→ **TEXT SHOWN**:
════

Chapter 8: Upasana – Upanishadic Meditations
The method of upasana – meditation – as prescribed in the third chapter of the Brahma Sutra follows the principle laid down in the Upanishad itself. What is that principle?
Tam yatha yatha upasate, sa tathaiva bhavati.
As one adores, so does one become. Who will not adore from the deepest recesses of the heart the best of things conceivable, which goes deep into the feelings, on which one broods for ever and ever? That brooding, that deep thinking, creates an impress on the mind, like a groove on the gramophone plate; we can sing the same song again and again by replaying it. This impression created by continuous thinking, wanting and adoring whatever objective may be in one’s mind – that concretises itself into a form and presents itself before oneself, which is what we attain through meditation on anything.
Most people imagine that meditation is done to achieve something. You ask any person, ‘What do you want through meditation?’. ‘I want to achieve peace of mind’. Some may even meditate for acquiring wealth, prosperity, name, fame, long life, but such achievements do not change the person. The purpose of meditation is the change that should take place thoroughly inside and outside. Acquisitions or achievements will pass away one day or other. Wealth will pass away, long life also will have an end, name and fame will vanish, authority passes away – nothing lasts.
The Upanishadic meditations or the Brahma Sutra prescriptions should not be considered as recipes for ulterior achievements. What else is it? It is the doctrine of what you want to become and not what you want to achieve. There is a difference between achieving and becoming. People can easily answer the question, ‘What do you want to achieve?’, but nobody can answer the question, ‘What do you want to become?’!
‘Oh! You are asking this question – what I want to become!’ Nobody can give the answer. ‘What do you want to become?’ Who can answer this question, ‘What do you want to become?’ Unless this point is clear, the meditations would not be finally successful. There are two categories of meditation – one to achieve something, another to become something. The latter meditation will also help in achieving things; you can achieve anything – even up to the skies. But what would you like to become? Here comes in the Upanishad, and the Brahma Sutra. If you cannot answer this question, the Brahma Sutra answers the question.
You would like to be free from the shackles of limitation of every kind. This attainment is called moksha, Liberation. Freedom from every kind of limitation or finitude is moksha. It is not just some achievement. Even if you achieve the greatest authority and power in the world, that will not make you a different person – you will be the same mortal as you were. There should be no mistake in this regard. People are silly and childlike in thinking that it is for the peace of mind. They understand nothing, really.

════

→ **TASK INSTRUCTIONS**:
Extend the chapter on upasana and Upanishadic meditation beyond its final sentence, keeping the same voice.

→ **INFORMATION PROVIDED**:

════

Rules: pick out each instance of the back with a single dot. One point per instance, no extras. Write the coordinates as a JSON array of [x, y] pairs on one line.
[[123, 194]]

════

→ **TASK RESPONSE**:
Meditation, in the sense of the Upanishads and Brahma Sutra, is to remove all conditioning factors which make you feel you are finite, that you are localised in one place – this is one kind of limitation; you cannot be in two places at the same time; you feel very much agitated over this matter – ‘you see I am stuck to one place only and the world is so big! What is the good of this? I want to know all things and I want to see everything – all places’! You would like to become as wide as the world itself, and you would like to see everything in the world. You would like to know all things and be and know everything for all time to come. This is possible only if you can defy the limitation of space and the limitation of time.
The prescription of the Chhandogya Upanishad, which is discussed in the Brahma Sutra also, is: Yo vai bhuma tat sukham – Perfection, utter freedom is in that which is not finite. The Infinite alone can be considered as utter Perfection, where every kind of finitude is abolished. Can we imagine what Infinitude is? You will have nothing to see outside you, because that which is Infinite is also that which is everywhere. What is the point in ‘seeing’ and ‘hearing’ through the ears what is everywhere, and what is the point in trying to worry the brain in understanding what is everywhere? The Upanishad discards this situation: Yo vai bhuma tat amirtam (The Full is the Immortal).
Yatra na anyat pasyati, na anyat srinoti,
No anyat vijanati, sa bhuma.
Infinity is that where you need not have to see anything, nor hear anything or try to understand anything through the mind. But,Yatra anyat pasyati, anyat srinoti,
Anyat vijanati, tad alpam.
That is futile whereby you see something outside you, hear something outside you and try to understand and think something outside you.
The Infinite is not inside or outside, It being everywhere. Therefore these organs of perception, which take you in the direction of what is outside, are useless in such meditations. Meditation is not done by the sense-organs. Actually, it is not even the mind that meditates, because the mind, unfortunately, is a principle of collecting information from the sense-organs, who give various kinds of reports, analysing them, synthesising them and forming an organisation of all the reports that the sense-organs bring to the mind. The mind, thus, cannot think something more than what the sense-organs give. It is only an organiser of sensory operations. If senses cannot be the means of meditation, the mind is also not the means. Then who meditates? That which wants to become something different – That meditates.
You want to become different from what you are. That ‘you’ is what is meditating. Here in this connection we have to add that it involves also the liberation from the shackles of the five sheaths of the body. The physical body is a source of limitation; the sense organs are a limitation; the mind, for the reason mentioned, is a limitation; the understanding which is only a judgement passed on what the mind thinks is also a limitation. All knowledge in this world is artificial knowledge, a shadow of the Real Knowledge, a reflection of the Original Knowledge; and so, who meditates?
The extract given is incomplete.